Task goal:
Return every line in the items below that contains the word "surface". Case counts.

Excerpted data:
↓↓↓

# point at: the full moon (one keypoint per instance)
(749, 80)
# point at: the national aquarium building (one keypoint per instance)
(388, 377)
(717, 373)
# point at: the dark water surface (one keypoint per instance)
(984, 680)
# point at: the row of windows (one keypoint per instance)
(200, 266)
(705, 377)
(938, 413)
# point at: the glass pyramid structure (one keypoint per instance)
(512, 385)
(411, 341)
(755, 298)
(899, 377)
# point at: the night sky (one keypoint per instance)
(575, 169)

↑↑↑
↓↓↓

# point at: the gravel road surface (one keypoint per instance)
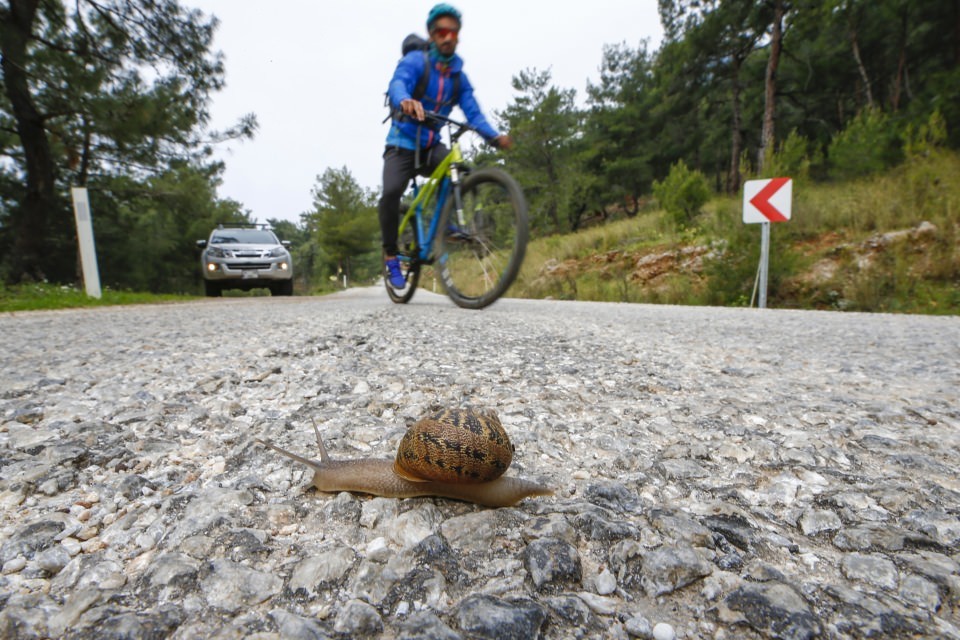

↑↑↑

Answer to the problem:
# point at: the dark water surface (one keypoint per instance)
# point at: the gravel road surface (one keypoint per instance)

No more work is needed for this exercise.